__TASK TO CARRY OUT__. Reproduce verbatim the stretch of lines from the one containing "Task: pick out one point on every instance of the calm" through the final line, both included, and leave the pictures out of your answer.

__INFORMATION PROVIDED__.
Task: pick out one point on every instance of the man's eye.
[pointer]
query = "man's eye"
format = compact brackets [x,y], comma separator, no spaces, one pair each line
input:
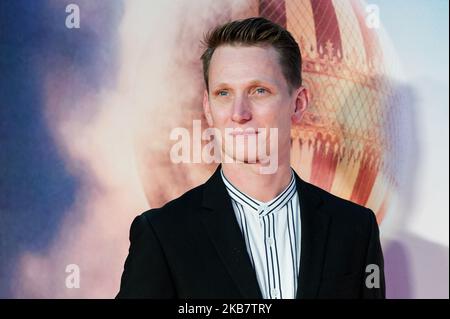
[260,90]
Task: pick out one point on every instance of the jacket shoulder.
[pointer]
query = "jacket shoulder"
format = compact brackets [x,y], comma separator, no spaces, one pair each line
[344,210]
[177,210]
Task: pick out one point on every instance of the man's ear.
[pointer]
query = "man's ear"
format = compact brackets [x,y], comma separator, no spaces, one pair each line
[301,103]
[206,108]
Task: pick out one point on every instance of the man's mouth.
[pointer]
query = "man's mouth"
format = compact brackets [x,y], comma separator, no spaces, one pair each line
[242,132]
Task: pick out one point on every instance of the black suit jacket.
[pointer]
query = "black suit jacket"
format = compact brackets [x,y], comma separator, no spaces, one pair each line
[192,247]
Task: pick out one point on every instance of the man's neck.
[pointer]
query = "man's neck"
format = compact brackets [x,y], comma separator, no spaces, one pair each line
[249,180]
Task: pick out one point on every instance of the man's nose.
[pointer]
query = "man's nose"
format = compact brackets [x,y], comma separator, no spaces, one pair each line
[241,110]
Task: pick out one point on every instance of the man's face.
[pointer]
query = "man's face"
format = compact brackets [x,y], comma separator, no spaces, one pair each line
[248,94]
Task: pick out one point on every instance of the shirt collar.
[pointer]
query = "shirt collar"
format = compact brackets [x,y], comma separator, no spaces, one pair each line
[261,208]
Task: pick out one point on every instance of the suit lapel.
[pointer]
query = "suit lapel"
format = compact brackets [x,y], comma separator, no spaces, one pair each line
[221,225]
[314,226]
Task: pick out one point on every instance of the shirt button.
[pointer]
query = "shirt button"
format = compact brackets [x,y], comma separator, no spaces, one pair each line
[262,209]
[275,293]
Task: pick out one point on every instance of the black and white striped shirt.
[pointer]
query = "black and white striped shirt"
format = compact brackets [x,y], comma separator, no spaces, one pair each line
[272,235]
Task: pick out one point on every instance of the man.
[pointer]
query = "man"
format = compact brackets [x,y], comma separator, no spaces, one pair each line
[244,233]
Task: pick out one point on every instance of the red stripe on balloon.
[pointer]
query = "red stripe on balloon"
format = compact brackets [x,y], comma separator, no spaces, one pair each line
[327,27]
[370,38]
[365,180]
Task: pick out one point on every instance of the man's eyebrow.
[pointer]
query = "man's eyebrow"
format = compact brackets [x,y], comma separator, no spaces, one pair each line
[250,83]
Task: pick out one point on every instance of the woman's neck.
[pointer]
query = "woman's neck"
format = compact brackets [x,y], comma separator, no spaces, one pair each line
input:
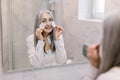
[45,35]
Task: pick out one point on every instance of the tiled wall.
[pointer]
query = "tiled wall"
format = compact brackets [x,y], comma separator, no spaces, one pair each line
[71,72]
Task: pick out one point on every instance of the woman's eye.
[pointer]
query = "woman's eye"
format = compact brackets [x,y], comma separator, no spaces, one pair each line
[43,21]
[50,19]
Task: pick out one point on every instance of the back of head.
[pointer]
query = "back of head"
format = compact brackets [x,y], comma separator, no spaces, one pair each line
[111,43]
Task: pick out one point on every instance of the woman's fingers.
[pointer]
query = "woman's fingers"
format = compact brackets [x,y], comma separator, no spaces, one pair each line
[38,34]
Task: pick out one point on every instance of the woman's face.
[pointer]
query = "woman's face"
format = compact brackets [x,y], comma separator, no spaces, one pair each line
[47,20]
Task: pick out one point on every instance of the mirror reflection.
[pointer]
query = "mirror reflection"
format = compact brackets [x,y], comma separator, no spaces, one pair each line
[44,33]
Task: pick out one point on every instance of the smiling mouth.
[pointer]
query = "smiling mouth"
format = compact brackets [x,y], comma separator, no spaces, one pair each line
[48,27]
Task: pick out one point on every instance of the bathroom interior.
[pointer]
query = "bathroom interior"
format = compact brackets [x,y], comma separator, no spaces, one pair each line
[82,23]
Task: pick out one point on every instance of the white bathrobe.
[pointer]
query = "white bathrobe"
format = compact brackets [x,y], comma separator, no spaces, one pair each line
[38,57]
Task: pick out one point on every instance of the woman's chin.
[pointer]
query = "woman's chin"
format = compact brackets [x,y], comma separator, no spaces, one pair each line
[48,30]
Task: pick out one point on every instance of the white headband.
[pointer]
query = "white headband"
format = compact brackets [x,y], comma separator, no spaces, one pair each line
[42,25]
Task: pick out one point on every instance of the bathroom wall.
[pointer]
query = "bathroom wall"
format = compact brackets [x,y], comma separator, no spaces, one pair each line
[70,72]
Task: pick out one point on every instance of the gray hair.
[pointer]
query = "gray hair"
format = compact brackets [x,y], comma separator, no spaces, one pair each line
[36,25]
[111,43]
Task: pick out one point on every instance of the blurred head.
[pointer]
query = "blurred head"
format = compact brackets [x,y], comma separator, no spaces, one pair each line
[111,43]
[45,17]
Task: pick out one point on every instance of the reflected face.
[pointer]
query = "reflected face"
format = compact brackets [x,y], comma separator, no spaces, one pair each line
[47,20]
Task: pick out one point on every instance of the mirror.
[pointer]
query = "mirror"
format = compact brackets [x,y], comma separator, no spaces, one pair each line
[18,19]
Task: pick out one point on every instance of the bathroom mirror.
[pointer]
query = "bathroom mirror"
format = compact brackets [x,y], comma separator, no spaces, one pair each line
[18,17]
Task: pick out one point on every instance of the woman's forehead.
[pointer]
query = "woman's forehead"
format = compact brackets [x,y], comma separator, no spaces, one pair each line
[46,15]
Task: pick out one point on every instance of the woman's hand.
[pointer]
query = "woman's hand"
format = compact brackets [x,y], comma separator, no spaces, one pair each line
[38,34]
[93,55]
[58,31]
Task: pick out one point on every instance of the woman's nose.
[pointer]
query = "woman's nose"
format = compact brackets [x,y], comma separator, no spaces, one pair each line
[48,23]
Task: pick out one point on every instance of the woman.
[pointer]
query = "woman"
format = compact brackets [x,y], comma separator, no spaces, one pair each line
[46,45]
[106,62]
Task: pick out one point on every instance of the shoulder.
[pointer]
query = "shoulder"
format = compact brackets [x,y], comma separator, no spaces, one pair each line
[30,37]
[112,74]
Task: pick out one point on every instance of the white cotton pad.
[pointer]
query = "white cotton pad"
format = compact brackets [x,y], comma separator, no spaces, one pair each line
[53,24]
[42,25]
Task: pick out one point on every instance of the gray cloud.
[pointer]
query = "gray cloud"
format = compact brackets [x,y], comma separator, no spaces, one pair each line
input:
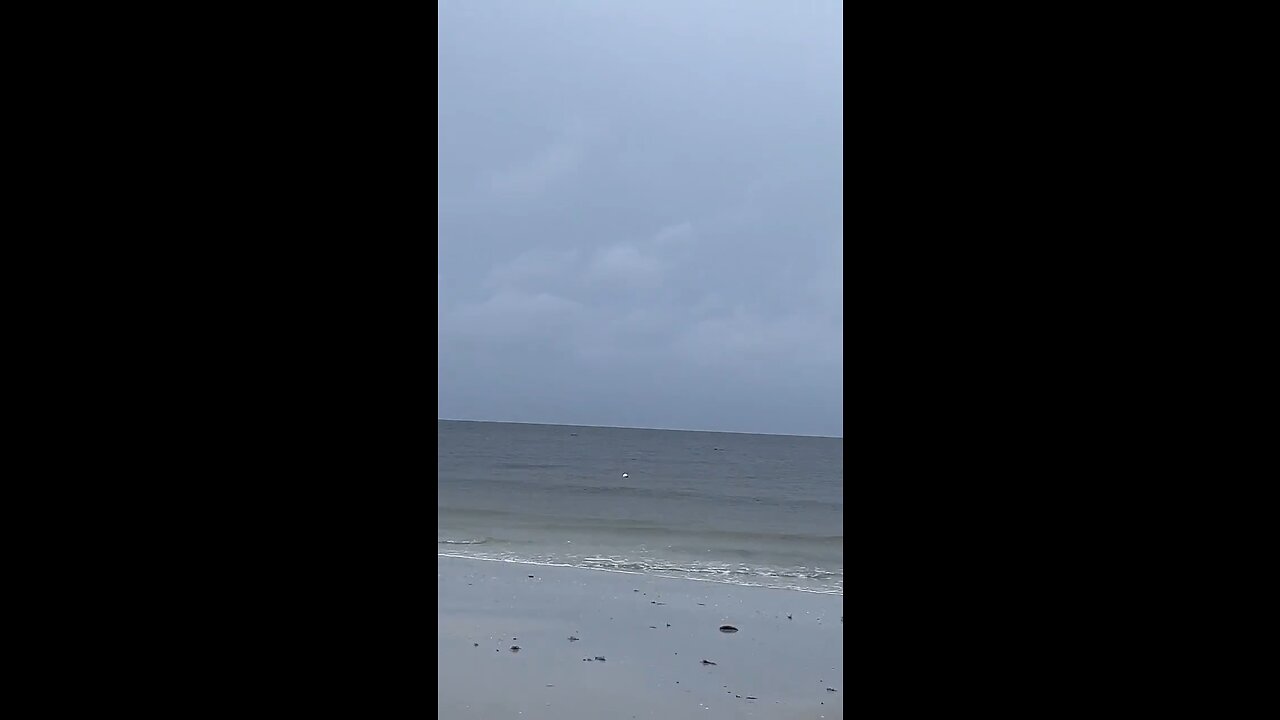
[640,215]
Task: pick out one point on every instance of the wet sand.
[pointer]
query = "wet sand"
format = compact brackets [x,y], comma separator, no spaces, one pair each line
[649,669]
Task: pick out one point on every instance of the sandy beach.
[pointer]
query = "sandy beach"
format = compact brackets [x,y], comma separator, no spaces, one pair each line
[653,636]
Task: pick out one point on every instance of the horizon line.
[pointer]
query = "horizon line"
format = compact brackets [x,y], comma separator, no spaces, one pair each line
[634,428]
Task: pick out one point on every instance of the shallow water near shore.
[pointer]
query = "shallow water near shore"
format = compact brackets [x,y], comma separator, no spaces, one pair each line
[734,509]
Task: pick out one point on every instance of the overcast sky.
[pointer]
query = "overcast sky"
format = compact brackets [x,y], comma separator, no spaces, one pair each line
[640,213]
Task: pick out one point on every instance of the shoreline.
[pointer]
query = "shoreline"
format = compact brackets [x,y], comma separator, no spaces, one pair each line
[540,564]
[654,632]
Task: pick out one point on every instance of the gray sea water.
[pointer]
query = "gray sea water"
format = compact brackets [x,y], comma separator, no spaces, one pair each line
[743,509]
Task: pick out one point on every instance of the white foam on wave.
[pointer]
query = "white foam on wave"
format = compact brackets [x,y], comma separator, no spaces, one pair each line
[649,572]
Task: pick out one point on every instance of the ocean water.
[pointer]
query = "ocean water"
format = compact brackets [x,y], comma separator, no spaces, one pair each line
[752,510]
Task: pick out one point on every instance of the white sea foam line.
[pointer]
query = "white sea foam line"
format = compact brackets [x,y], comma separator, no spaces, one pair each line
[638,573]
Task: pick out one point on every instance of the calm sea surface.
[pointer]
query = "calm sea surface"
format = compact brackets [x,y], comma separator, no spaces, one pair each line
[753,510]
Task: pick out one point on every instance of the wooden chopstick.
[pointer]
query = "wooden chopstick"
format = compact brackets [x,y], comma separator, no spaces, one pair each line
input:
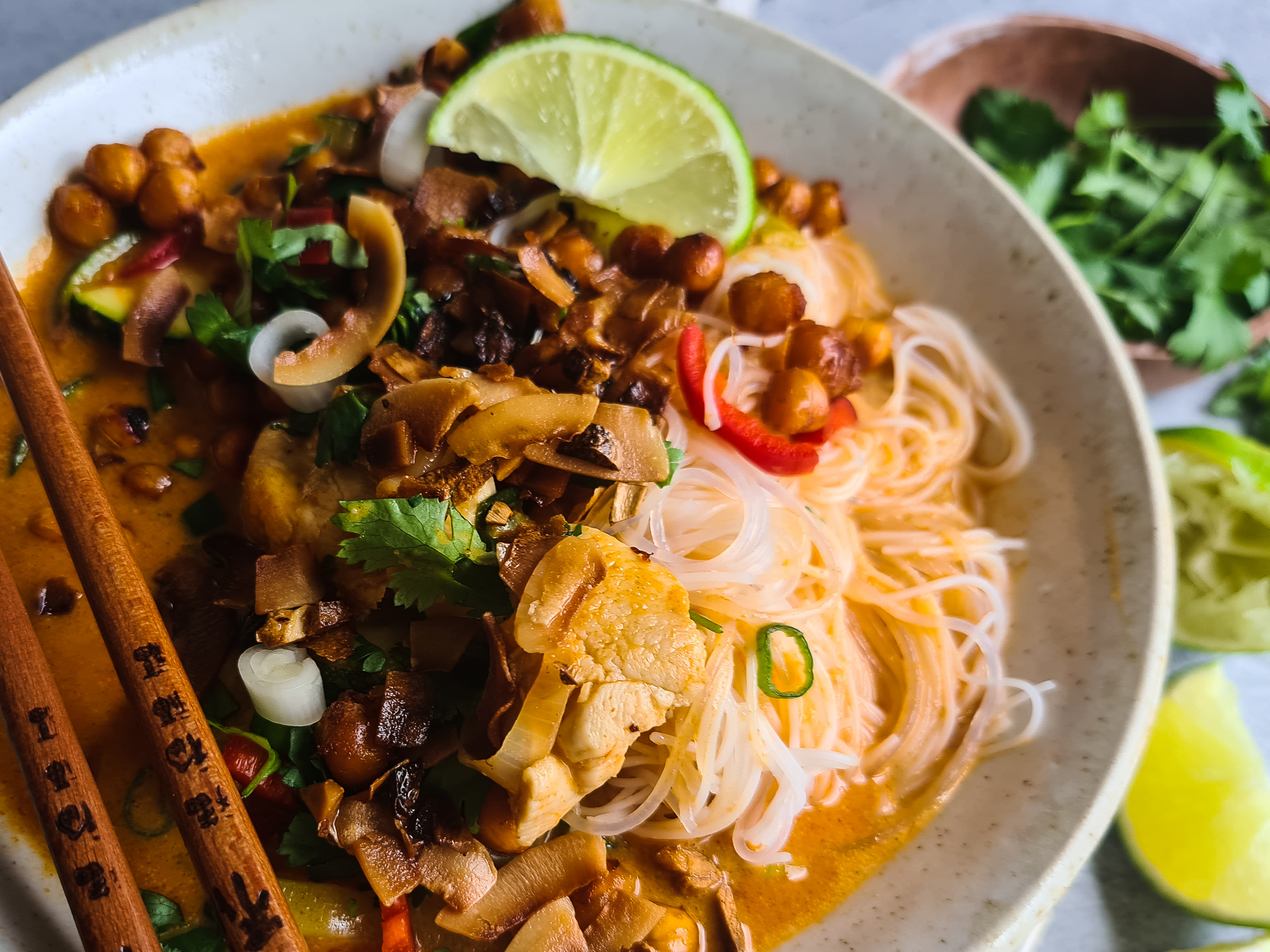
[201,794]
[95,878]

__ANSWER FOR THE TASK__.
Task: pick out one point on every instance of the calm sea surface.
[pointer]
query = "calm sea surface"
format = compact brackets [x,y], comma separator, no spaces, one pair each line
[753,510]
Task: pick out one point on every instance of the wooden chopstick.
[pointer]
query = "wooden chopstick"
format = compact brackets [x,y], comma separator, no spaces, one pair each line
input:
[201,794]
[95,878]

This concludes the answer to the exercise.